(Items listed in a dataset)
════════════════
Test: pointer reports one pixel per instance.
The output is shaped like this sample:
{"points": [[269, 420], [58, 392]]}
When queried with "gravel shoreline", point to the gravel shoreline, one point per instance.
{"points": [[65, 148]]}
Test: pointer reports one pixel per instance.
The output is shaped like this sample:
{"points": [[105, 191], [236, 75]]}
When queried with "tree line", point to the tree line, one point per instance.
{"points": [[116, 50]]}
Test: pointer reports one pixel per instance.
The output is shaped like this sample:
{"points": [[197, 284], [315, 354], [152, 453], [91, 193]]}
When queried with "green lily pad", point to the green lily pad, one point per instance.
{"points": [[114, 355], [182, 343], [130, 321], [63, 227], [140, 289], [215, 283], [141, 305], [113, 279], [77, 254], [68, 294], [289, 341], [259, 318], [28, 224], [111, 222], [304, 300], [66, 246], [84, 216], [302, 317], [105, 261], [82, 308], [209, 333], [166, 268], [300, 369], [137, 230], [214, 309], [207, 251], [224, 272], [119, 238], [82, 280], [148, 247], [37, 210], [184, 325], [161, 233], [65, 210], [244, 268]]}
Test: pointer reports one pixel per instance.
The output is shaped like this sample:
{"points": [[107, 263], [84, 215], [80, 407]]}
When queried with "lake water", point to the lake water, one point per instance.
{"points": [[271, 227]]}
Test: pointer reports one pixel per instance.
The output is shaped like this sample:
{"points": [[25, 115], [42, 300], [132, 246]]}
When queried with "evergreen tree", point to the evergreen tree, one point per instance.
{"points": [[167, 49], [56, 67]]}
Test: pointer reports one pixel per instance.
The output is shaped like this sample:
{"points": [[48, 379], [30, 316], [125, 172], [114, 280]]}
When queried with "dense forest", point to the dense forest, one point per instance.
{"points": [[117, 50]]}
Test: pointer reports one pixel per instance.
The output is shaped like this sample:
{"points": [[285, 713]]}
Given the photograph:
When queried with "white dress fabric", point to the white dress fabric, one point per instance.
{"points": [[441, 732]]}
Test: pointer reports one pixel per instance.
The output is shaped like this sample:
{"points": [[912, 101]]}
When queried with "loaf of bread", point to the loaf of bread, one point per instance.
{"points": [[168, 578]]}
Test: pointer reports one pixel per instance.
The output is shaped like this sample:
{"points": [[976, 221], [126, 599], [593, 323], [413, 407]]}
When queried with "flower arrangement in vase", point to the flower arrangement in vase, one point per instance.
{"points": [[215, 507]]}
════════════════
## YOUR GOAL
Exactly as shown above, return all of the entries.

## RESPONSE TO THIS EXERCISE
Test: pointer reports one pixel per instance.
The output is shaped like this sample:
{"points": [[269, 420], [58, 392]]}
When queried with "gravel shoreline", point to the gravel shoreline, one point per instance.
{"points": [[65, 148]]}
Test: pointer reports one pixel per instance.
The output is shaped like this sample:
{"points": [[105, 191], [236, 75]]}
When queried with "tree line", point to the tree line, one point per instance.
{"points": [[116, 50]]}
Test: pointer reports one pixel per instance.
The output is shaped like this sample:
{"points": [[197, 284], [315, 354], [152, 453], [91, 193]]}
When queried with "green lily pad", point to the green lily pad, one point per instance.
{"points": [[114, 355], [182, 343], [130, 321], [63, 227], [140, 289], [215, 283], [141, 305], [113, 279], [77, 254], [68, 294], [289, 341], [259, 318], [28, 224], [111, 222], [304, 300], [66, 246], [84, 216], [302, 317], [105, 261], [82, 308], [209, 333], [166, 268], [300, 369], [137, 230], [214, 309], [207, 251], [224, 272], [119, 238], [82, 280], [148, 247], [37, 210], [184, 325], [161, 233], [65, 210], [244, 268]]}
Test: pointer reports one pixel per instance.
The output is shaped like this sample:
{"points": [[107, 263], [84, 215], [80, 407]]}
When queried with "lake water", point to the lake water, one point per instance.
{"points": [[271, 227]]}
Test: pointer reports one pixel per instance.
The output is shaped like this sample:
{"points": [[25, 115], [42, 300], [132, 246]]}
When queried with "evergreen tree", point to the evergreen tree, one point per instance.
{"points": [[167, 49], [56, 67]]}
Test: pointer reports one pixel per instance.
The output is shaped like this sample:
{"points": [[48, 379], [30, 316], [125, 172], [114, 280]]}
When queried with "dense forest", point to the dense forest, one point per instance.
{"points": [[117, 50]]}
Test: pointer reports one pixel per instance.
The output is shaped like this sample:
{"points": [[285, 713]]}
Given the photograph:
When queried with "white dress fabric", point to the white dress fabric, one point per instance.
{"points": [[441, 732]]}
Test: pointer reports one pixel per instance.
The output is shaped like this sample:
{"points": [[912, 101]]}
When queried with "loaf of bread", point to the loaf of bread, one point per instance.
{"points": [[168, 578]]}
Test: pointer reports one pixel per instance.
The output is shaped like this sample:
{"points": [[976, 221], [126, 599], [593, 323], [413, 407]]}
When queried with "flower arrangement in vase", point to the flower arrangement in vase, one point per instance.
{"points": [[215, 507]]}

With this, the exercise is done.